## QUOTED TEXT
####
Although the concept of constructive knowledge has been expanded, the IRCA does not impose a strict liability standard for employment of illegal aliens; proof of knowledge is still required. The statutes also provide an employer with a narrow but complete defense to knowing hire violations if it shows it complied with the verification requirements in good faith. United States v. Walden Station, Inc., 2000 WL 773098 (OCAHO) (examining the good faith defense found at 8 U.S.C. § 1324a(a)(3)). Therefore, employers are well advised to assign I-9 compliance to competent employees and establish a system that flags approaching expiration dates.
Civil penalties for knowing hire violations range from $275 to $2,200 per unauthorized worker for an employers first offense; $2,200 to $5,500 for the second offense; and $3,300 to $11,000 for third and subsequent offenses. 8 C.F.R. § 274a.10(b)(1). Employers with multiple places of business can quickly find themselves in a very expensive range of fines if knowing hire offenses from different locations are all counted against the same entity. The statute offers a small glimmer of hope by providing that persons or entities composed of distinct, physically separate subdivisions each of which provides separately for the hiring, recruiting, or referring for employment, without reference to the practices of, and not under the control of or common control with, another subdivision, each such subdivision shall be considered a separate person or entity. 8 U.S.C. § 1324a(e)(4). The only appellate court ruling on this provision upheld the governments position that relief under this separate entity rule requires complete separation of the subsidiaries from the parent or another subsidiary with regard to employment and oversight of employment decisions. Furrs/Bishops Cafeterias, L.P. v. INS, 976 F.2d 1366, 1369 (10th Cir. 1992). The existence of company-wide or even region-wide hiring policies and other employment practices may defeat separate entity treatment.
Multiple knowing hire or knowing employment offenses can lead to criminal penalties as well. Any person or entity that engages in a pattern or practice of knowingly hiring or knowingly continuing to employ unauthorized aliens can be fined up to $3,000 for each such worker and imprisoned for up to six months for the entire pattern or practice. 8 U.S.C. § 1324a(f)(1). Immigration regulations define a pattern or practice as regular, repeated, and intentional activities as opposed to isolated, sporadic, or accidental acts. 8 C.F.R. § 274a.1(k). As a result, multiple instances of knowing hires or employment may be combined to support a pattern and practice charge. If not offered as part of the pattern itself, evidence of prior offenses would likely be offered pursuant to Rule 404(b), Fed. R. Evid. As a matter of policy, ICE presents such knowing hire cases to the United States Attorney for criminal prosecution.
FELONIES AND FORFEITURE
Pursuant to 8 U.S.C. § 1324(a), it is a felony to knowingly 1) bring an illegal alien into the United States; 2) transport an illegal alien in order to further their unlawful presence; 3) conceal, harbor, or shield an illegal alien from detection; or 4) encourage or induce an alien to illegally enter the country. The IRCA specifically expanded this statute to cover employers. See United States v. Kim, 193 F.3d 567 (2nd Cir. 1999) (detailing amendments and legislative history). The term harboring encompasses conduct that tends to substantially facilitate an aliens remaining in the United States illegally and/or to prevent authorities from detecting his unlawful presence. Id. at 574. This includes acts such as: facilitating a change in identity, assisting in the procurement of false documents, providing housing, warning aliens about impending inspections and, in theory, employment. Id.
####
## PROVIDED MATERIAL

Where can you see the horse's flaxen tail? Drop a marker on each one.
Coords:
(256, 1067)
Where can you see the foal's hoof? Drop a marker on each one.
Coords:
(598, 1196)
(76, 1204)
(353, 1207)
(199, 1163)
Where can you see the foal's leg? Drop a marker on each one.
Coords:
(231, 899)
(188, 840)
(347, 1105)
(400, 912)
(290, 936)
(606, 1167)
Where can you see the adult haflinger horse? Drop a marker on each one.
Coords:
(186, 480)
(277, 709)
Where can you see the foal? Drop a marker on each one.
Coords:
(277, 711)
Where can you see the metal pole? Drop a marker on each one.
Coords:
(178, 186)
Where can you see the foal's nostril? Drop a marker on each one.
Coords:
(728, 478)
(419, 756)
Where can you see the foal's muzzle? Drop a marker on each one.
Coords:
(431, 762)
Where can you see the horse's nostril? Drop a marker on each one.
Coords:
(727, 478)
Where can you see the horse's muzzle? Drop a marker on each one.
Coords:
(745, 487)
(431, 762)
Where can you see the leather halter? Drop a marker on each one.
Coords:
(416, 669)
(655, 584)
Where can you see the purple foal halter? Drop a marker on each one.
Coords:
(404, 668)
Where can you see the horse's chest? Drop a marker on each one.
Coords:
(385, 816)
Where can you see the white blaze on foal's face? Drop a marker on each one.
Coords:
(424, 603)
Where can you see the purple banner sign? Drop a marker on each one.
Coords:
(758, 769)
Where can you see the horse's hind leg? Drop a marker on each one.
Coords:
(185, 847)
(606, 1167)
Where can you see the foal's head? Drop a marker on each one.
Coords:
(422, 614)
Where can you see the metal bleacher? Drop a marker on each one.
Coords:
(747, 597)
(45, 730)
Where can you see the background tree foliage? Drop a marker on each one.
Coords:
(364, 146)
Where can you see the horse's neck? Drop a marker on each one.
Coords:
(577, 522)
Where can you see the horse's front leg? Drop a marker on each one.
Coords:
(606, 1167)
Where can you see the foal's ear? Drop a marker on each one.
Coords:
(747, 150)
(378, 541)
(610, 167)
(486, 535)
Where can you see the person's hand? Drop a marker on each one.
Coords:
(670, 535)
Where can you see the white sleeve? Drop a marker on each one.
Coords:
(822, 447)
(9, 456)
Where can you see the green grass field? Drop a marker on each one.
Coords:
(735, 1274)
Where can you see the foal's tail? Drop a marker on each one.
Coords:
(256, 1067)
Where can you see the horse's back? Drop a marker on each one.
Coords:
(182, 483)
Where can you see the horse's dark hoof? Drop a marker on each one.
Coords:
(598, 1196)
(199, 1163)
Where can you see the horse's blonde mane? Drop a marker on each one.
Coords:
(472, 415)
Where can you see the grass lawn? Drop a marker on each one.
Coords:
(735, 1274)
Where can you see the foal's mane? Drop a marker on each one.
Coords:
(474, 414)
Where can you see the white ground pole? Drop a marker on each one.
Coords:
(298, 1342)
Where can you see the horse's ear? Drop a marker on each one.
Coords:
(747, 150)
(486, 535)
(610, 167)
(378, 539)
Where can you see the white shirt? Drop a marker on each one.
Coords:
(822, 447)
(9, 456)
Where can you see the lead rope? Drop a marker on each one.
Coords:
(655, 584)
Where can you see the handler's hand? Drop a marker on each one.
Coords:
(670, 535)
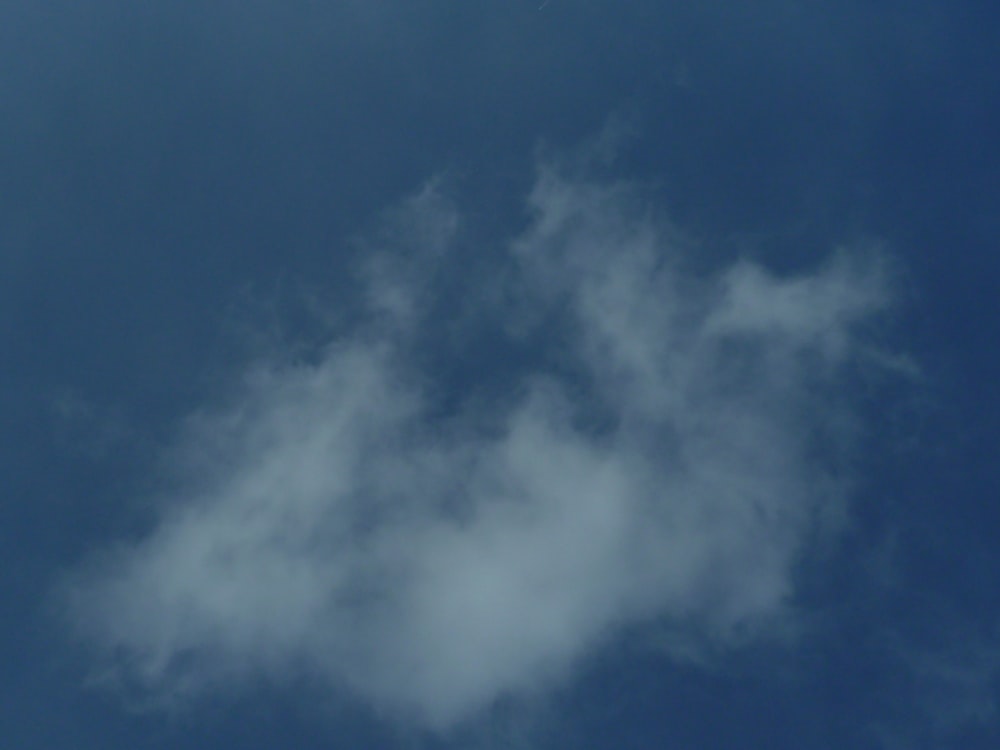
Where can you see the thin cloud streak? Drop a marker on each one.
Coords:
####
## WORK TO COMPLETE
Reproduce everything in the passage on employer immigration violations above from "Although the concept" down to "approaching expiration dates.", without altering a word.

## ANSWER TO THIS TASK
Although the concept of constructive knowledge has been expanded, the IRCA does not impose a strict liability standard for employment of illegal aliens; proof of knowledge is still required. The statutes also provide an employer with a narrow but complete defense to knowing hire violations if it shows it complied with the verification requirements in good faith. United States v. Walden Station, Inc., 2000 WL 773098 (OCAHO) (examining the good faith defense found at 8 U.S.C. § 1324a(a)(3)). Therefore, employers are well advised to assign I-9 compliance to competent employees and establish a system that flags approaching expiration dates.